**** INFORMATION PROVIDED ****

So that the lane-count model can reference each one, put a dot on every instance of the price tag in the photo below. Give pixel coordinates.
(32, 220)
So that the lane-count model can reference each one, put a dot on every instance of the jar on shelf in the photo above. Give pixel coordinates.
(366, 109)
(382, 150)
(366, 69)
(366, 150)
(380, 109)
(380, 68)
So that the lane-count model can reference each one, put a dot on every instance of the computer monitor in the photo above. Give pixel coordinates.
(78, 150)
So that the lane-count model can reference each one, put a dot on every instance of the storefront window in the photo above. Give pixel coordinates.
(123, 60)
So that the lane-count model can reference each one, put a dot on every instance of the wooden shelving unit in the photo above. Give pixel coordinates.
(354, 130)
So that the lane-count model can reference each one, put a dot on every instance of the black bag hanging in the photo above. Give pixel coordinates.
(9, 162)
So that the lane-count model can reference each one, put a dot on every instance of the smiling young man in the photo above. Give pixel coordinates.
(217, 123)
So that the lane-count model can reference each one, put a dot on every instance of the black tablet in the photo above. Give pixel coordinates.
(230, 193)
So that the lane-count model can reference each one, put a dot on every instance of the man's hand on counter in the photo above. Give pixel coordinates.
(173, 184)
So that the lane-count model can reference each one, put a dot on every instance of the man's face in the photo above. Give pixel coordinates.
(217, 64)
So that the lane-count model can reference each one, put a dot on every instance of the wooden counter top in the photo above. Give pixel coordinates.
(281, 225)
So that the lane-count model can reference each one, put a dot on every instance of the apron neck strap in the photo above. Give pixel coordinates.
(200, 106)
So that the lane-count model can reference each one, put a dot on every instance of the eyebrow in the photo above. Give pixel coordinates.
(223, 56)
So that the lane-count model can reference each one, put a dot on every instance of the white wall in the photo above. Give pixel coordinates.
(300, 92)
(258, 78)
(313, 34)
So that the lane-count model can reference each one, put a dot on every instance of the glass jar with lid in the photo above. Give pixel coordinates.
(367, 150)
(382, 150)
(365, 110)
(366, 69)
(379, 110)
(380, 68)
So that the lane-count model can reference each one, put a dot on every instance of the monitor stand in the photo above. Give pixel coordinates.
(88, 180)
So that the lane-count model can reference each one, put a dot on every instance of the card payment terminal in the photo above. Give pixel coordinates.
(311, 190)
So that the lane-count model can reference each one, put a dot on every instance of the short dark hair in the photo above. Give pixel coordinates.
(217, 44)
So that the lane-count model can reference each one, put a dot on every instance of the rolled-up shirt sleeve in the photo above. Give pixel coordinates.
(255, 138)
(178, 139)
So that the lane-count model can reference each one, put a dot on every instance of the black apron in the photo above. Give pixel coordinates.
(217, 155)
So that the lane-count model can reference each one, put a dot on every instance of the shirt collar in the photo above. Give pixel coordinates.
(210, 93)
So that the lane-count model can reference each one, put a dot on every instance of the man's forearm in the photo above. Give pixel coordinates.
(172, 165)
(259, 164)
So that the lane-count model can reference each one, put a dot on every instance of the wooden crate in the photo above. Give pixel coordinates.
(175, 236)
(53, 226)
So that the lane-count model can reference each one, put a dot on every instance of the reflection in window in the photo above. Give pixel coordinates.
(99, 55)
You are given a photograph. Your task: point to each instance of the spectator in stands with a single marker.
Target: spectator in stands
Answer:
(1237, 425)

****
**** INFORMATION PROVIDED ****

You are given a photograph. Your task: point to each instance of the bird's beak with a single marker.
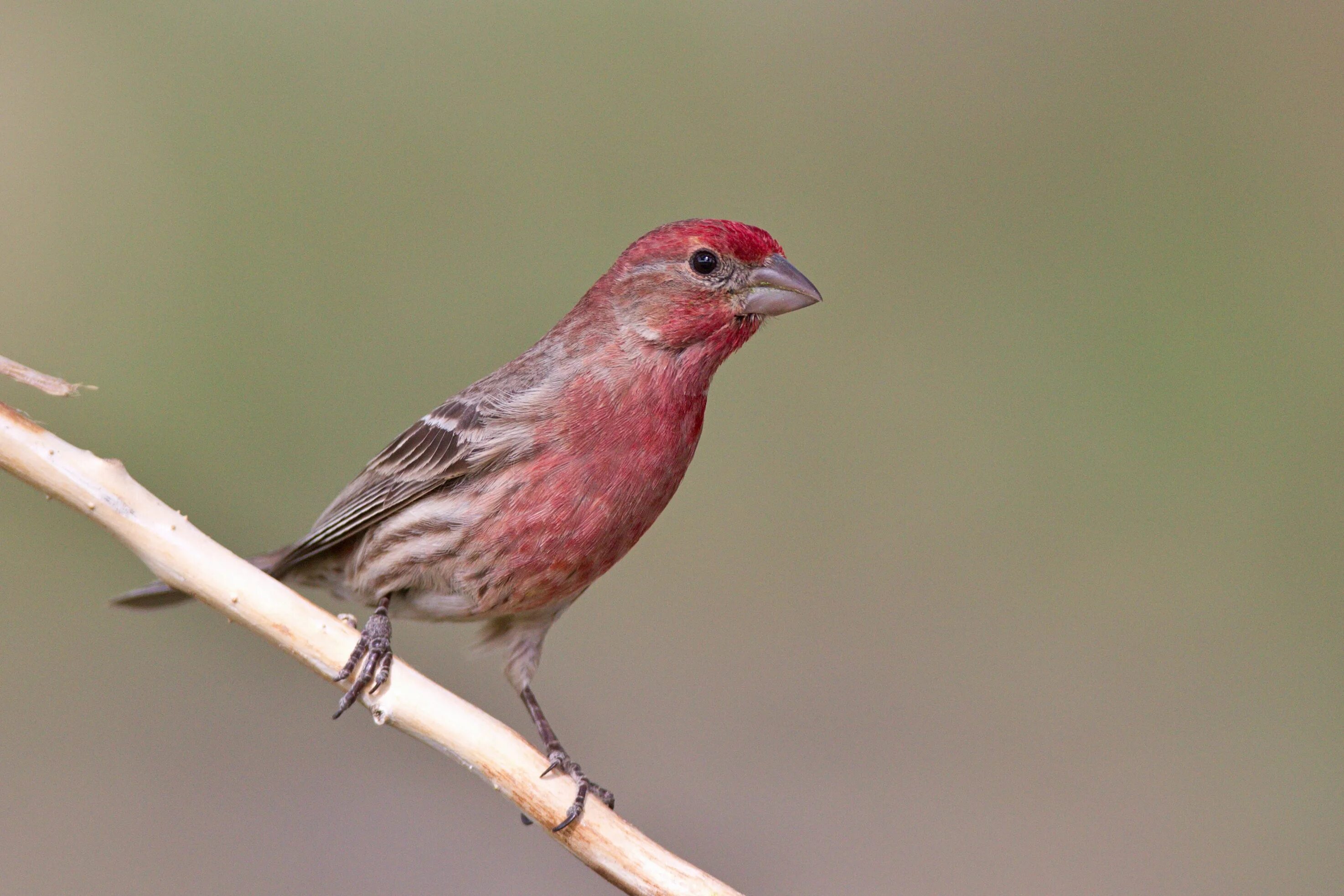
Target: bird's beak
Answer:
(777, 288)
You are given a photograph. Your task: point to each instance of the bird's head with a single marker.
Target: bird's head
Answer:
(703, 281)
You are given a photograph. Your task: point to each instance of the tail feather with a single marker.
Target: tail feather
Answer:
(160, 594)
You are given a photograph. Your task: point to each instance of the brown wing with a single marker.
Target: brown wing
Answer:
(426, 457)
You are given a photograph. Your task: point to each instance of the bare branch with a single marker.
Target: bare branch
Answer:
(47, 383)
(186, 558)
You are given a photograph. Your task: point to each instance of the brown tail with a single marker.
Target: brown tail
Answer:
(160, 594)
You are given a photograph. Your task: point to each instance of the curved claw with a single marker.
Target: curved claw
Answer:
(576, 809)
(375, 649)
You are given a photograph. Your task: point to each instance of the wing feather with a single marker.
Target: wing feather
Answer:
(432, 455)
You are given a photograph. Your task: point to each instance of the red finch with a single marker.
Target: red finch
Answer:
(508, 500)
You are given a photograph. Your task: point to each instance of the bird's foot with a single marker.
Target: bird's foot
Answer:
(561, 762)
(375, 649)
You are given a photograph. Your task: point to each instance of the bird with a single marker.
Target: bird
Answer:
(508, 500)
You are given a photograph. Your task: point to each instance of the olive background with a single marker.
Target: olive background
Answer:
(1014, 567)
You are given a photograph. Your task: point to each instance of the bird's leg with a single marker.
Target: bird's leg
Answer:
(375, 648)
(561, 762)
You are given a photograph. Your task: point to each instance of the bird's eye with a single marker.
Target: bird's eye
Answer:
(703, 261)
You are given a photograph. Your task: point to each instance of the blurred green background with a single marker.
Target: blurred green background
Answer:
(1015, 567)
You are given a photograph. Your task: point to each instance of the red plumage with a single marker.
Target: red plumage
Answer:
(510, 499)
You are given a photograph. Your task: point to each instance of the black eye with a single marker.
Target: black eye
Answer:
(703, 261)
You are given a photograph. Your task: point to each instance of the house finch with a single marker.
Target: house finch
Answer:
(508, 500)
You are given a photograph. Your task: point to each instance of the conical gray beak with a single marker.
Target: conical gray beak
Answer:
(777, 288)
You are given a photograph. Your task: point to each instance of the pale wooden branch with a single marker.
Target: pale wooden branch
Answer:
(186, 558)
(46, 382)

****
**** INFORMATION PROVIDED ****

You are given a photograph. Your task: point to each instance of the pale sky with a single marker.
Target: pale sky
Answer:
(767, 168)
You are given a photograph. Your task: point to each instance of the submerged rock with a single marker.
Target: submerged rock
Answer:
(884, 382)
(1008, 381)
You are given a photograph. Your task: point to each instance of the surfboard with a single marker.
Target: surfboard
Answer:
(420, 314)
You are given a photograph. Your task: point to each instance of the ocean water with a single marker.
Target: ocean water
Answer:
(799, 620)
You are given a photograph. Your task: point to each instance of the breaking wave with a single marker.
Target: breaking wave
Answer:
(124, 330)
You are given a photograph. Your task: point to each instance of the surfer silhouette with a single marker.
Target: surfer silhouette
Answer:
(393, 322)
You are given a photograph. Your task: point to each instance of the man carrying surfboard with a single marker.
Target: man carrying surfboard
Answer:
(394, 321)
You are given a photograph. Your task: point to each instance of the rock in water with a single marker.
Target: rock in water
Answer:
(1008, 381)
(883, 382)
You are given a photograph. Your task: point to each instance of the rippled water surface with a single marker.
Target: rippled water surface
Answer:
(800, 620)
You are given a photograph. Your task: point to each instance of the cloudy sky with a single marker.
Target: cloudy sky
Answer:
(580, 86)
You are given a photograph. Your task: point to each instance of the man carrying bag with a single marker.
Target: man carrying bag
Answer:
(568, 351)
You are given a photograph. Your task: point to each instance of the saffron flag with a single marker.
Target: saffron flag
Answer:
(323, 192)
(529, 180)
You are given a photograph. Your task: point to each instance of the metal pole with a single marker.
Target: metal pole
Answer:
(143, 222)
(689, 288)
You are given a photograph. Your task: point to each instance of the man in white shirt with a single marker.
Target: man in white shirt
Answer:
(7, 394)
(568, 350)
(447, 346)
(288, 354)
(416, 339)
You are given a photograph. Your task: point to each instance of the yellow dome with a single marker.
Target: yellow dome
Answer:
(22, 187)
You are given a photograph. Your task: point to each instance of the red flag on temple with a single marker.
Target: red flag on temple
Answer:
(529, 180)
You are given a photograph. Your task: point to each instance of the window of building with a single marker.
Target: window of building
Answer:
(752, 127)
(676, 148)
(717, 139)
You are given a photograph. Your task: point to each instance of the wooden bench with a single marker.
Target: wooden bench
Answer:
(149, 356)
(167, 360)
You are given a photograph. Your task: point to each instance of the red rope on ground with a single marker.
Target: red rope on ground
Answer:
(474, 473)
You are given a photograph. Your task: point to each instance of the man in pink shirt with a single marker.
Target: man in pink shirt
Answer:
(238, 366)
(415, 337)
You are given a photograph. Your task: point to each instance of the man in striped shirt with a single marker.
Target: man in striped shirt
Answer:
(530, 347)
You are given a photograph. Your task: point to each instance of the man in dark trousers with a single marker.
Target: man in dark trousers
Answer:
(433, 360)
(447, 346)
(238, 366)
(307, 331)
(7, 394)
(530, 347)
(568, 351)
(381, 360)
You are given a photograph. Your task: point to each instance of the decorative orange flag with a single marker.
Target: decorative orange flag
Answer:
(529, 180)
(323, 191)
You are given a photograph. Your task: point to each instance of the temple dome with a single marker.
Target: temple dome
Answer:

****

SET TASK
Return each line of the material above that contains the string "metal". Matching is case-sensitive.

REPLY
You are given a photograph. Your task: point to each instance of the metal pole with a single marker.
Target: metal pole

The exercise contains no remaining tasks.